All the records below must be returned exactly as they stand.

[Dataset entries]
**********

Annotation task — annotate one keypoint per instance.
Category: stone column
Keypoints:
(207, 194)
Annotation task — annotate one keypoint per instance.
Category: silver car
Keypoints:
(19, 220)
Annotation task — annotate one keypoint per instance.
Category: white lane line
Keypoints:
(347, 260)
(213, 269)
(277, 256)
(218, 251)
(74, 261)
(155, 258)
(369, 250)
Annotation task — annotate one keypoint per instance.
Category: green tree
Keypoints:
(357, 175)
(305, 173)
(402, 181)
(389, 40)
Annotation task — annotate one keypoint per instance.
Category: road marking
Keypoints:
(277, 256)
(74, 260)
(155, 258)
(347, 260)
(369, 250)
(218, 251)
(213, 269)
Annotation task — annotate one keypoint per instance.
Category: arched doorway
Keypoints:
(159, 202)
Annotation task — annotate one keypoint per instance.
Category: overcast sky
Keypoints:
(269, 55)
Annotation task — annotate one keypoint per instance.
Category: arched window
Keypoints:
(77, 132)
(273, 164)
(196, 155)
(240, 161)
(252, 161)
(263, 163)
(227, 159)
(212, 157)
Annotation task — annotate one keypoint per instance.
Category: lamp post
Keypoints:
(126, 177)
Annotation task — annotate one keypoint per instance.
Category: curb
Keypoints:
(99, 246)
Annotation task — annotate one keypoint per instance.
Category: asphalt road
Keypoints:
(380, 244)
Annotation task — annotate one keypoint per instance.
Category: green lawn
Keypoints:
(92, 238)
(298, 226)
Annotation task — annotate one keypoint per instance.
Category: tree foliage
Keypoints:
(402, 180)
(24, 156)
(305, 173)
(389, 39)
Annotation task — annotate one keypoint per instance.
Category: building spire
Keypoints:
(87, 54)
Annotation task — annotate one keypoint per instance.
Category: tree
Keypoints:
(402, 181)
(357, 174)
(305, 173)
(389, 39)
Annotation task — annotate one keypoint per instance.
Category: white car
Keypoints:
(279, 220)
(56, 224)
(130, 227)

**********

* [Solution to this problem]:
Annotation task — annotate one keypoint per instance.
Category: stone column
Keypoints:
(207, 194)
Annotation task — annotate one keypoint per instance.
Category: silver car
Keypoints:
(19, 220)
Annotation task — annotate one keypoint per instance.
Category: white lane line
Keypoints:
(347, 260)
(213, 269)
(277, 256)
(218, 251)
(74, 261)
(155, 258)
(369, 250)
Annotation task — annotate one keypoint per instance.
Category: green tree
Keypoints:
(357, 175)
(305, 173)
(402, 181)
(389, 40)
Annotation task — annotate one keypoint per instance.
Category: road marking
Keypoints:
(277, 256)
(74, 260)
(155, 258)
(347, 260)
(369, 250)
(218, 251)
(213, 269)
Annotation task — annotate one keypoint per instance.
Category: arched doorway
Keypoints:
(159, 202)
Annotation task — annotate one keypoint per instance.
Category: overcast sky
Keypoints:
(269, 55)
Annotation task — annotate one keypoint per instance.
Category: arched window
Keypoints:
(77, 132)
(273, 164)
(196, 155)
(240, 161)
(252, 161)
(263, 163)
(227, 159)
(212, 157)
Annotation task — annotate one keypoint per instance.
Category: lamp post
Keypoints:
(126, 177)
Annotation task — annotate one keypoint per instance.
Category: curb
Keypoints:
(99, 246)
Annotation task — annotate one keypoint per instance.
Category: asphalt road
Keypoints:
(380, 244)
Annotation task — annotate one keypoint per instance.
Category: green lawn
Keypoints:
(92, 238)
(298, 226)
Annotation task — annotate one keypoint per instance.
Category: tree foliage
Keypoints:
(402, 180)
(24, 156)
(305, 173)
(389, 39)
Annotation task — annotate one keypoint per instance.
Category: building spire
Keypoints:
(87, 54)
Annotation task — annotate one keypoint per instance.
Category: tree
Keypoints:
(402, 181)
(357, 174)
(305, 173)
(389, 39)
Annotation task — annotate one keypoint per instance.
Category: white car
Keypoints:
(279, 220)
(56, 224)
(130, 227)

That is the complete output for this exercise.